We walked down to the beach where the area’s McDonalds is.  (There is also a KFC but no Starbucks).

My McDonalds breakfast consisted of orange juice, hash browns and a spicy grilled chicken McMuffin.

The Dameisha area has some very nice beaches, but it’s quiet at the moment since it’s winter and not tourist season.

Some of the buildings are really run-down or even deserted, others are brand new.   One gets the impression everywhere that construction happens in spasms and not always well-planned.

Tuesday night/ arrival in mainland China

Tokyo below us, en route to Hong Kong.

I lucked out and got upgraded to FIRST CLASS from San Francisco to Hong Kong (so abandon any sympathy you might have had left for me for the 15-hr flight and think personal pod with entertainment, flat-folding seat and five course meals!).

Saw two movies, had two meals and two naps, got in Tue night at 7 pm at Hong Kong International airport on the island of Chek Lap Kok.  Customs and baggage claim at the airport went very smooth.

Once all of the team had arrived at Hong Kong airport, the drivers of two vans helped the 10 of us to load up all our luggage. Next stop was the China mainland customs and checkpoint where some of us got scanned for a high fever.

The drive in from there, to our apartments in Dameisha, to the east of the city of Shenzhen (pop. 12 million), was interesting. This is no longer Hong Kong. This is China. No English. We made our way through Shenzhen’s high-rise buildings and apartments with their gaudy neon signs, and several tunnels. The area is very hilly.

Monday/ at San Francisco airport

Everything is going smooth so far.  I arrived at Seattle airport so early that United put me on the 6 am flight (original schedule was for 7.40 am).
My bags are stuffed with Starbucks coffee and decadent Western snacks such as m&m chocolate candies.
Hopefully they won’t confiscate any of it in Hong Kong at the customs check point!

Sunday/ my bags are packed ..

.. so I should try to get some sleep. The taxi will show up at 4 am !
I want to be at the airport early, so that I miss the Monday morning business crowd. I will post again as soon as I have access in China, but it may not be until Wednesday.
********************
**REQUIRED ACTION**
Could you pick up the travel journal about the trip to Dameisha and Shenzhen right after its last line? The items have nothing to do with this.
********************
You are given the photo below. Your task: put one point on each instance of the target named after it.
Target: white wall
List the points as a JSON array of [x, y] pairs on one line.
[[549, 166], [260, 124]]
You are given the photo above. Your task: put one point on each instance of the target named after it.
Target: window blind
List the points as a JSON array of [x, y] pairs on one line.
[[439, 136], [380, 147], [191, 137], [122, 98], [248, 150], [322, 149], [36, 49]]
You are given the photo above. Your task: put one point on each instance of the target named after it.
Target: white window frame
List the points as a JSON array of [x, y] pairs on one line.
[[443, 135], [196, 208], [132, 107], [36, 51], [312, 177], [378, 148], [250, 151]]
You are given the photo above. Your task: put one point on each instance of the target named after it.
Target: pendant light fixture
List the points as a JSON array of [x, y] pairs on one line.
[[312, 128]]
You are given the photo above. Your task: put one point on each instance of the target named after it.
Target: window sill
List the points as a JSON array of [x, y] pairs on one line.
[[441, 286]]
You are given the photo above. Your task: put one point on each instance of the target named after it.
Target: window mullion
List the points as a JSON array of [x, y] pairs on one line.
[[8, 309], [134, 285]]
********************
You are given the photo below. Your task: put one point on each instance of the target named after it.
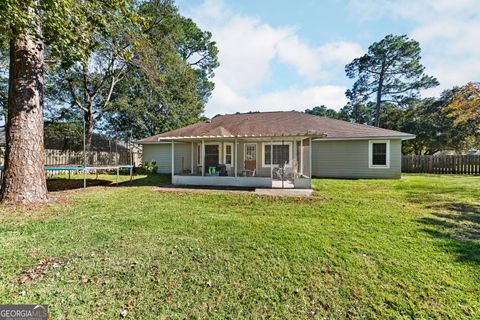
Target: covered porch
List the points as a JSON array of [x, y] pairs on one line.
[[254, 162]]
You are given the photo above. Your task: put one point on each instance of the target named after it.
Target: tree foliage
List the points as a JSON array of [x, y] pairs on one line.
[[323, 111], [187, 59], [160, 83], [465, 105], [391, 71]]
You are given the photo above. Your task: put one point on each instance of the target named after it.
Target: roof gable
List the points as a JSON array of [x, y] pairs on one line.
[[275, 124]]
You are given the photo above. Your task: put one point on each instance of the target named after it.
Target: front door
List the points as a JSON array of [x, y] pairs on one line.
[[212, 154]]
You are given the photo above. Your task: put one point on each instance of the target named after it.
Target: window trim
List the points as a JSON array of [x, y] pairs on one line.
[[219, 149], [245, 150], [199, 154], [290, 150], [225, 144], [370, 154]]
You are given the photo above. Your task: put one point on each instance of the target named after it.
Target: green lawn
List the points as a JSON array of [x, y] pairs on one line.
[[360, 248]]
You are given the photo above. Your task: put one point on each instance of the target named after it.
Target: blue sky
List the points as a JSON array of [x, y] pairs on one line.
********************
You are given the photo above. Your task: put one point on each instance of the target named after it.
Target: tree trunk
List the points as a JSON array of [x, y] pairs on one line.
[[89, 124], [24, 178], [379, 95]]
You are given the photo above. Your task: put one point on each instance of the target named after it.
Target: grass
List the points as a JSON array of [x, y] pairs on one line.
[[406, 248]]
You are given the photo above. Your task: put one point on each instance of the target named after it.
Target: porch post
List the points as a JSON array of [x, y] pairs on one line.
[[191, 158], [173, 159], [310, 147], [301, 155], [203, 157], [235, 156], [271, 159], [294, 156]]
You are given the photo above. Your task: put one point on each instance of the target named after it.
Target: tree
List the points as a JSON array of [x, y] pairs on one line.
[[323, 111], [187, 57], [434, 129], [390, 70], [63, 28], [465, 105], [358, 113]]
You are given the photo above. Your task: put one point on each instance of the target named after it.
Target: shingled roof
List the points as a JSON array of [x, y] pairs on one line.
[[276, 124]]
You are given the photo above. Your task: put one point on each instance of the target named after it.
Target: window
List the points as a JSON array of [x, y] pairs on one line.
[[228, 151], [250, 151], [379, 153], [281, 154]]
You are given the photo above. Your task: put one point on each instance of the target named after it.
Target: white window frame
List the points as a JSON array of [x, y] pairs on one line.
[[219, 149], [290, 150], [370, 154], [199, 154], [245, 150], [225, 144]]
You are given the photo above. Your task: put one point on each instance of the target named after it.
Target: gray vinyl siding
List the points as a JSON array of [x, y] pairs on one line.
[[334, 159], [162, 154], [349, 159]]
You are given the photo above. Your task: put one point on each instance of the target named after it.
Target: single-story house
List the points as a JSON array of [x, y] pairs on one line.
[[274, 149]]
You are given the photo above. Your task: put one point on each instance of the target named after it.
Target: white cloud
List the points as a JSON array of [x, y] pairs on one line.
********************
**EXERCISE RESULT**
Friday/ preparing for my first trip to China

I’m gearing up for my first trip to China for a project there.   I believe I have the important stuff all done and ready: my shots for tetanus, typhoid fever & diphtheria, passport with China visa, Visa card, wallet, business-casual clothes, computer, mouse, cord & China outlet adapter, medicines, multivitamins, Starbucks coffee, South African tea, iPod, Blackberry, camera, batteries & chargers, extra business cards.

I leave Seattle on Monday Jan 4 at 7.30 am .. so that is going to make for getting up very early.  There will be plenty of time to snooze on the aircraft, though! I am scheduled to arrive at 6 pm on Tuesday Jan 5 at Hong Kong’s  Chek Lap Kok airport. A driver with a van will collect all of us arriving from the States, and drive us across the border into the Shenzhen area in mainland China.

Seattle to San Francisco is 679 miles as the crow (airplane, that is) flies, and will take 2 hours.  San Francisco to Hong Kong is 6,927 miles and will take 15 hours.
En route, the plane will cross the International Date Line on the globe.
Crossing the International Dateline traveling west (the way I will do), results in the additional of a full day (24 hours) to the time on the traveler’s clock.
Crossing it while traveling east, a full day is subtracted from the traveler’s clock! So the traveler starts over with the 24-hour period he/ she had departed from.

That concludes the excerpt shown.